[[ Supplied data open ]]

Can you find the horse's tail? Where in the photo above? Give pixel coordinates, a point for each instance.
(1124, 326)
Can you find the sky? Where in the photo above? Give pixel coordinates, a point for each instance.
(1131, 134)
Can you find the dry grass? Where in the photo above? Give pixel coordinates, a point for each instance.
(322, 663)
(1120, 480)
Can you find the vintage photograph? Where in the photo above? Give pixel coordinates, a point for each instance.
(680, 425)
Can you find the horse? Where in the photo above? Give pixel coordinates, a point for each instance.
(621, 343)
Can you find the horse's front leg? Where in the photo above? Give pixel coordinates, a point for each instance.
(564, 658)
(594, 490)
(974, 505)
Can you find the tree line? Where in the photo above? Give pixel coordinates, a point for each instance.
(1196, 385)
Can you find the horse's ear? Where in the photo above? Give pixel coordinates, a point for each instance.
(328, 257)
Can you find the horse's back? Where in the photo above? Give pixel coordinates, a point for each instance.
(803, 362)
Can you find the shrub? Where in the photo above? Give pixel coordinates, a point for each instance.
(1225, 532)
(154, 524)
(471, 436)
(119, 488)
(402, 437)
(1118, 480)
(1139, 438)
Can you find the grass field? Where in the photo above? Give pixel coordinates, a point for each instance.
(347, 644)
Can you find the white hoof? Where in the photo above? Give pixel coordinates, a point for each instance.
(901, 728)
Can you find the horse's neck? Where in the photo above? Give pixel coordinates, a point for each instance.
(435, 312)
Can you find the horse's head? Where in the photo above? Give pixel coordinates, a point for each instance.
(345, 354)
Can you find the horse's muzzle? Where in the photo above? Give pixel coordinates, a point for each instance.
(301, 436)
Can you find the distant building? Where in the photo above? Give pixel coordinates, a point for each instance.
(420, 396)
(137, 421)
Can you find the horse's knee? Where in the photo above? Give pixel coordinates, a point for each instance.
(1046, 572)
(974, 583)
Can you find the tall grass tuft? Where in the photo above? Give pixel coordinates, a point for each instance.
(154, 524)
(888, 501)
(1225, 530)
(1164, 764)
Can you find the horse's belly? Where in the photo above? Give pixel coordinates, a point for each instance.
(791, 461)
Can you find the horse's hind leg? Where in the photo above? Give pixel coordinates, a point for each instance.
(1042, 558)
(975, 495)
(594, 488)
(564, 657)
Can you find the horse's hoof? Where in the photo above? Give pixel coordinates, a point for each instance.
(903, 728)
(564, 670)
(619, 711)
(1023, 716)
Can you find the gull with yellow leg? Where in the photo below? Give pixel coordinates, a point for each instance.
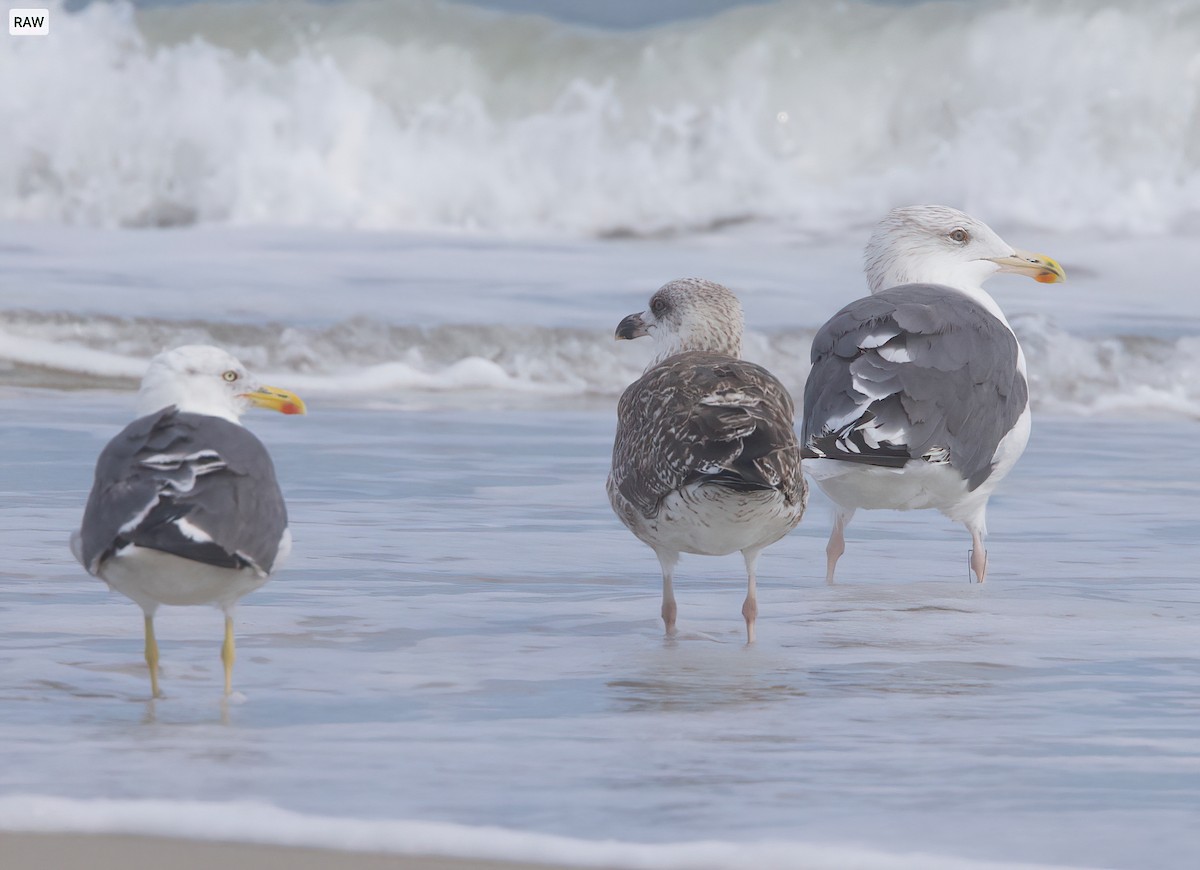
(186, 508)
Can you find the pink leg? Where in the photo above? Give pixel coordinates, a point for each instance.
(837, 545)
(667, 561)
(750, 606)
(978, 555)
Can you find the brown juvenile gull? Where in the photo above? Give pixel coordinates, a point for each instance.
(918, 396)
(185, 508)
(706, 459)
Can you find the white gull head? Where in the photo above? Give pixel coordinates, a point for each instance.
(204, 379)
(689, 315)
(940, 245)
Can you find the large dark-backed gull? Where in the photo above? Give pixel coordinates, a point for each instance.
(706, 457)
(917, 396)
(185, 508)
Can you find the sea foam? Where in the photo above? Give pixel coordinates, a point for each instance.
(365, 360)
(258, 822)
(431, 117)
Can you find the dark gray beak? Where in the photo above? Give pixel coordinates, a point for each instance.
(633, 327)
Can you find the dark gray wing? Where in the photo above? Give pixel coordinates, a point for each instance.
(705, 417)
(915, 371)
(196, 486)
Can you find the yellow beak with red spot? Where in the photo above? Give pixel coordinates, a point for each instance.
(274, 399)
(1038, 267)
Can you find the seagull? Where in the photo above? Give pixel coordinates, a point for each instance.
(185, 508)
(918, 395)
(706, 457)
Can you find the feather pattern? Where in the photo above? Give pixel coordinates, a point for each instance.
(185, 484)
(918, 371)
(703, 417)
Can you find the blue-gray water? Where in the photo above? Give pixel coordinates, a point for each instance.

[[ Supplied data closed ]]

— Task to carry out —
Apart from the pictures, restate all of the listing above exactly.

— Exercise output —
Can you find the horse's tail? Where in the photo above? Give pixel coordinates, a point for each instance.
(1124, 326)
Can you find the sky? Where in the photo above? Give pixel coordinates, a point for each instance.
(1131, 134)
Can you find the dry grass? Where in the photo above? Give pixel coordinates, a point for each instance.
(322, 663)
(1120, 480)
Can you find the vintage photograph? Where in the photo above? Give pixel coordinates, a point for each instance.
(680, 425)
Can you find the horse? Where in the photo above? Give pixel coordinates, a point for each instance.
(621, 343)
Can you find the horse's front leg? Where in the photo above? Give pixel coordinates, a point for each instance.
(564, 658)
(594, 490)
(974, 505)
Can you find the tree line? Where in the photo above? Give pixel coordinates, a point for each instance.
(1196, 385)
Can you find the horse's ear? Where in the photo above? Give pixel coordinates, a point for each instance.
(328, 257)
Can you find the horse's back? Where in the photo above? Give pixel coordinates, a point for each instance.
(803, 362)
Can you find the shrub? Where in the photo above? Give pixel coordinates, a point for each instance.
(1225, 532)
(154, 524)
(471, 436)
(119, 488)
(402, 437)
(1118, 480)
(1139, 438)
Can you find the grass field? Where in the photo above? Give pixel coordinates, a point for each instance.
(347, 644)
Can you find the white hoof? Where in the photo above? Give pixel coordinates, a point for each instance.
(901, 728)
Can you find the horse's neck? Where in the photo above? Give pixel coordinates, a point for each instance.
(435, 312)
Can you find the horse's head? Where in the photo above? Give pixel coordinates, a point for each instance.
(345, 354)
Can you find the horse's muzzle? Where in the photo above? Give pixel coordinates, a point for each instance.
(301, 436)
Can you find the distant building? Where in the photo above? Give pixel coordinates, a point for each instance.
(420, 396)
(137, 421)
Can you find the horse's knee? Where in the photo above? Give pixel coordinates, a point for each instance.
(1046, 572)
(974, 583)
Can you find the tall grass tuft? Where in the photo above? Give pixel coordinates, a point for each instance.
(154, 524)
(888, 501)
(1225, 530)
(1164, 764)
Can you find the horse's belly? Where in the photo above? Give pixel coordinates, a point for each instance.
(791, 461)
Can you find the horse's hind leg? Where in the photo above? Give pixel coordinates, a point for each instance.
(1042, 558)
(975, 495)
(594, 488)
(564, 657)
Can you find the horse's hoof? Where in the photo above? Give pixel coordinates, a point for each instance.
(903, 728)
(564, 670)
(619, 711)
(1023, 716)
Can you find the gull with yellow leg? Where in the photo below? Give pixel coordinates, a point for each instance.
(186, 508)
Can you find the pink leg? Where in the photo above? Give pixel coordinates, a point for each instance.
(837, 545)
(667, 561)
(750, 606)
(978, 555)
Can you find the brown juvenile gull? Where in the photo above? Give pixel coordinates, a point for each instance.
(918, 396)
(185, 508)
(706, 459)
Can you find the white gull head? Where in the photo above? Give pixel coordinates, a point for each instance.
(204, 379)
(689, 315)
(940, 245)
Can you find the large dark-backed gull? Where in the photo above? Give pixel coordinates, a point for each instance.
(706, 457)
(917, 396)
(185, 508)
Can you find the sea foam? Where in the photo above? Give pixel coordinates, a point for each instance.
(365, 360)
(258, 822)
(431, 117)
Can you find the dark gray beak? Where in the photo above? Give pixel coordinates, a point for each instance.
(633, 327)
Can you find the dark gray wing? Where in the photo above? Give pixel coordinates, a point for each instance.
(705, 417)
(915, 371)
(196, 486)
Can you find the yellow beak with red spot? Where in the photo above? Give pixel coordinates, a point for each instance.
(274, 399)
(1038, 267)
Can you find the seagull? Where in the photo above? Give pixel coordinates, a point for each instance.
(185, 508)
(918, 395)
(706, 457)
Can you find the feather pattern? Where in the photo above? Give pixel coordinates, a point for each instance.
(185, 484)
(918, 371)
(703, 417)
Can you find the blue-gray water? Where in the photo above? Give pixel coordinates, a point for each instance.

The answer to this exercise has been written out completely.